#### Reading text:
►

Angolan authorities cordoned off an area where police and armed religious sect members clashed last week, leaving hundreds dead, according to the main opposition party.
Journalists, human-rights activists and family members were prohibited from entering or leaving the area near Caala in Huambo province, about 630 kilometers southeast of the capital, Luanda, the National Union for the Total Independence of Angola said on its website.
Unita alleges that the security forces are burying the dead in the restricted area to cover up a massacre. National police spokesman Aristophane dos Santos didn’t answer calls or respond to text messages on Friday seeking comment. Police said they killed 13 bodyguards of Jose Julino Kalupeteka, leader of the Light of the World, which the ruling party accused of murdering nine policemen on April 16, according to the state-run Jornal de Angola.

◄

#### Data:

►

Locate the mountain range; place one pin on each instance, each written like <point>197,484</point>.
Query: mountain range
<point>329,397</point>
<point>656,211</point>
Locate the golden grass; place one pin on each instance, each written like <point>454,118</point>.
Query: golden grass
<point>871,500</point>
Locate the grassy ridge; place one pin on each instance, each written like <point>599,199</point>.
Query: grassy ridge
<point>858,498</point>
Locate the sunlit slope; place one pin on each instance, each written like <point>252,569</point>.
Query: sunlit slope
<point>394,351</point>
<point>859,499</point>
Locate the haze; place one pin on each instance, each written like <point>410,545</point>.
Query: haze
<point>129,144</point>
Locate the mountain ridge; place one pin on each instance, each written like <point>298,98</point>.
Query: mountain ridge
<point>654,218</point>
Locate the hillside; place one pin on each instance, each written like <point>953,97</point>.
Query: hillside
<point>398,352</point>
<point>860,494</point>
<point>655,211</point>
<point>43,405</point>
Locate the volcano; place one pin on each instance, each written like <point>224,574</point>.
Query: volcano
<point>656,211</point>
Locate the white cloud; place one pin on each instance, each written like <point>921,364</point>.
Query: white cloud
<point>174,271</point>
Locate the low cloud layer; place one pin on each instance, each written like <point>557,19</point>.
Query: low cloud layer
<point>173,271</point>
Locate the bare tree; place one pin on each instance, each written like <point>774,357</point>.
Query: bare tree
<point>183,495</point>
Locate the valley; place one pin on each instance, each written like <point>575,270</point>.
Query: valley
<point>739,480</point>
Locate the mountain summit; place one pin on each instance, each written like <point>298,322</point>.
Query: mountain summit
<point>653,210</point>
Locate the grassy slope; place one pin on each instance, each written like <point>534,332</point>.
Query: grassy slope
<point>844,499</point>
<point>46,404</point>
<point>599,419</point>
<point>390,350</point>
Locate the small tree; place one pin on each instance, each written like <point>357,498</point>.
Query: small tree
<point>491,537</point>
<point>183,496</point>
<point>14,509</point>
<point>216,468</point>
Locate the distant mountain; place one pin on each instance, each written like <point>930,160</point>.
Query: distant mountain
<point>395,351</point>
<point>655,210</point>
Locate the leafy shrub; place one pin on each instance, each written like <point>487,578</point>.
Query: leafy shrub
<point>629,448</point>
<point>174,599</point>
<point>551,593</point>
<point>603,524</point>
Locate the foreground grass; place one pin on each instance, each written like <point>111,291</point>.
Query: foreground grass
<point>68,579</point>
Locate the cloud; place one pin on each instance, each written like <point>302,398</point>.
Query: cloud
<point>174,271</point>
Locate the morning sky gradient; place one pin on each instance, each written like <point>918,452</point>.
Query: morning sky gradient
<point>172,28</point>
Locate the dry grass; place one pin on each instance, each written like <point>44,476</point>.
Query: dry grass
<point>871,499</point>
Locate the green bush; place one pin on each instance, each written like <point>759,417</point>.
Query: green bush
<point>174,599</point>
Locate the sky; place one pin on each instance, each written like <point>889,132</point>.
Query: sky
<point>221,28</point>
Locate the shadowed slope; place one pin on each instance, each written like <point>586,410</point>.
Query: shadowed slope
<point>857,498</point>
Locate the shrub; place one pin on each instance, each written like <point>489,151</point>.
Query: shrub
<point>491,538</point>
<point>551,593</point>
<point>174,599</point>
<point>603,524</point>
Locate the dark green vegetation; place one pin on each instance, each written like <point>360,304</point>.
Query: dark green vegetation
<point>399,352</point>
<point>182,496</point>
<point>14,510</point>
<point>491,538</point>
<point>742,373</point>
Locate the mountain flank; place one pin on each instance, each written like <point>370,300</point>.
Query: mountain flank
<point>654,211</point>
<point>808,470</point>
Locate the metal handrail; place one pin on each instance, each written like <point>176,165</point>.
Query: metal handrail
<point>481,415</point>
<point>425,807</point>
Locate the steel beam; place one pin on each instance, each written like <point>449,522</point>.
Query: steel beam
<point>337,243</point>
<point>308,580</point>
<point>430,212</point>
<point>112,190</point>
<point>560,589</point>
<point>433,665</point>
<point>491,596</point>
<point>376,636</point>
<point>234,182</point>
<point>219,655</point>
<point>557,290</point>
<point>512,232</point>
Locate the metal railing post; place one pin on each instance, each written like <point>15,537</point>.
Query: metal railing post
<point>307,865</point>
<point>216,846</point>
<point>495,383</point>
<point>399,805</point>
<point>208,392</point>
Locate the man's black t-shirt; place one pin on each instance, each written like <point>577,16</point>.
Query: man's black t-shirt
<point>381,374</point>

◄

#### Exercise 1:
Do these statements agree with the Angola report? Answer yes or no for each, quoting the words that decide it.
(a) The area near Caala lies in Huambo province.
(b) The national police spokesman gave a comment on Friday.
(c) Police said they killed 13 bodyguards of the sect's leader.
#### Exercise 2:
According to the Angola report, how far is the area near Caala from Luanda?
#### Exercise 3:
Pick up the Angola report after its last sentence and continue it.
The entries have nothing to do with what comes next.

#### Written reply 1:
(a) Yes: "near Caala in Huambo province"
(b) No: "National police spokesman Aristophane dos Santos didn’t answer calls or respond to text messages on Friday seeking comment"
(c) Yes: "Police said they killed 13 bodyguards of Jose Julino Kalupeteka"

#### Written reply 2:
About 630 kilometers southeast of Luanda.

#### Written reply 3:
Unita said local residents told it that sect members disarmed and killed three policemen while six others died when their vehicle overturned as they fled the scene. Police then opened fire from helicopters killing about 700 people, Unita said local residents told its investigators.
Kalupeteka, who was arrested April 17, was driven out of the Seventh-day Adventist Church in 2001, according to Unita. He urged members to sell their belongings and move from their villages to mountains and forests because of their belief the world will end this year, President Jose Eduardo dos Santos said on April 20.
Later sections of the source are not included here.